Extrait du document:
_ _ _

Je le sens — j’espère continuellement — pour mon compte, que la puissance de Dieu est arrêtée dès que nous ne revenons pas à Guilgal, dès que nous tolérons la chair, quelle qu’elle soit, quelque soit son caractère. Dès que nous nous nourrissons de nous-mêmes, dès que nous oublions d’appliquer la mort de Christ, la puissance de Dieu se retire d’avec nous. Quand on voit, chers amis, la puissance que le monde a sur les chrétiens, des chrétiens qui ont vingt, trente, quarante ans de vie chrétienne, on comprend quelle puissance il faut pour tirer une âme du monde, qui n’a que le monde, qui n’aime que le monde.
Vous ne pouvez pas dire à un inconverti d’aimer autre chose que le monde. Vous n’aimez peut-être pas les choses grossières ; mais un ruban suffit à conduire une âme en enfer !
Israël revient à Guilgal. Et nous ?
Eh bien (nous le sentons parce que, dans la pratique et de bien des manières, de beaucoup de manières, nous avons fait la même expérience), nous allons en face de Aï comme en face de Jéricho, et nous sommes battus. L’ennemi a de la puissance. Au lieu de faire la volonté de Dieu, nous faisons la nôtre ; au lieu de nous séparer du monde, nous succombons à ses tentations. Personne ne le sait, que Dieu et nous. Mais toutes les défaites ne sont pas spectaculaires et visibles ; elles sont dans notre coeur, dans notre esprit, avant d’être montrées en fruit dans notre vie, chers amis. Et jamais une déchéance publique n’a commencé d’un seul coup.
Le livre de Josué est marqué par des victoires, parce que le peuple revient à Guilgal. Voulons-nous avoir de la joie parmi nous, chers amis, dans nos réunions, au culte ? Jugeons-nous de très près, les frères et les soeurs ! Que chacun se juge de très près, se dépouille de ce dont il doit se dépouiller.
Nous ne forçons pas Dieu à être parmi nous ; nous ne le forcerons jamais. Israël a eu beau faire devant Aï comme il faisait d’habitude — et Josué était là, c’était quelqu’un, ce n’était pas le premier venu — c’est la défaite. Josué déchire ses vêtements.
Notre position est telle que, si Dieu n’est pas avec nous, nous sommes les plus misérables de tous les hommes. Si Dieu n’est pas avec nous, c’est le monde qui nous attend ; c’est la ruine totale qui nous attend. Il faut nous juger de très près, dans toutes nos voies. C’est ce qui fait que la vie chrétienne est une peine continuelle.

_ _ _

Enregistrements fournis:
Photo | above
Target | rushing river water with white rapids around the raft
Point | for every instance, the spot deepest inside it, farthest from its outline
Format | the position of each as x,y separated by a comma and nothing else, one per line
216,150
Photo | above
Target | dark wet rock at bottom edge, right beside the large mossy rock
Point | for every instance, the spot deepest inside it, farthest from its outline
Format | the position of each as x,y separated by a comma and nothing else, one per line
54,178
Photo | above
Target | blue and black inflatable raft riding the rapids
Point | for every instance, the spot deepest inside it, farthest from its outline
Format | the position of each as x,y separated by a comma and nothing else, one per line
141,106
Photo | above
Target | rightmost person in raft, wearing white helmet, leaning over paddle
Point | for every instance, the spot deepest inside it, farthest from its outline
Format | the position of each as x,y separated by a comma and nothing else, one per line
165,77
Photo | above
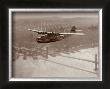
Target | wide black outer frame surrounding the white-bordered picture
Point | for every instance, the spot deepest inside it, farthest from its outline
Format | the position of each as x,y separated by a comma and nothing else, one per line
5,5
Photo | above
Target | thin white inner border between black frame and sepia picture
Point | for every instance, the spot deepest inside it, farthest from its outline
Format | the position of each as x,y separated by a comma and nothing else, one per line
54,10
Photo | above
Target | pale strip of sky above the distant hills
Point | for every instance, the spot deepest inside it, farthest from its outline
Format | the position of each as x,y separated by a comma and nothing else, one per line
23,15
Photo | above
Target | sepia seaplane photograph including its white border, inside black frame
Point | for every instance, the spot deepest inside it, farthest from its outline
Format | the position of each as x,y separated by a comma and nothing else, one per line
55,44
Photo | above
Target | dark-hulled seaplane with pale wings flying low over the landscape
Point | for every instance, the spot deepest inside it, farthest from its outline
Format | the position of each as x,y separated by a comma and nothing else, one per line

_ _ _

Questions à traiter:
1: Dans l'extrait sur Guilgal, recopiez le passage compris entre « Notre position est » et « une peine continuelle. », bornes incluses, en remplaçant « ruine totale » par « perte complète ».
2: Répondez aux questions suivantes d'après l'extrait sur Guilgal.
(a) Quel objet suffit, selon l'extrait, à conduire une âme en enfer ?
(b) Devant quelle ville Israël est-il battu malgré la présence de Josué ?
(c) Quel geste accomplit Josué après cette défaite ?
3: Poursuivez l'extrait sur Guilgal au-delà de sa dernière phrase.
Les enregistrements n'ont ici aucun rôle.

Réponses successives:
1:
Notre position est telle que, si Dieu n’est pas avec nous, nous sommes les plus misérables de tous les hommes. Si Dieu n’est pas avec nous, c’est le monde qui nous attend ; c’est la perte complète qui nous attend. Il faut nous juger de très près, dans toutes nos voies. C’est ce qui fait que la vie chrétienne est une peine continuelle.

2:
(a) Un ruban.
(b) Devant Aï.
(c) Il déchire ses vêtements.

3:
Alors, dans Josué, ce sont des victoires. Mais ils n’ont pas remporté toutes les victoires ; ils n’ont pas chassé les ennemis partout et, dans les Juges, nous en voyons les résultats. Les Juges, c’est un livre où, au lieu de chanter les cris de victoires, on entend plutôt des complaintes. C’est vrai d’une vie chrétienne ; cela arrive d’une vie chrétienne où on a manqué de vigilance. Les beaux chants du commencement font place à des lamentations, à des complaintes. C’est vrai du peuple de Dieu, d’une assemblée locale, du peuple de Dieu dans son ensemble. Et qu’est-ce que nous trouvons dans les Juges, au moins deux fois ? Chacun faisait ce qui était bon à ses yeux (17:6 ; 21:25) : moi, je pense ainsi ; moi, je pense autrement.
Le gouvernement de Dieu était là qui laissait les choses ainsi ; car il faut compter avec le gouvernement de Dieu : « engraisse le coeur de ce peuple » (És. 6:10) !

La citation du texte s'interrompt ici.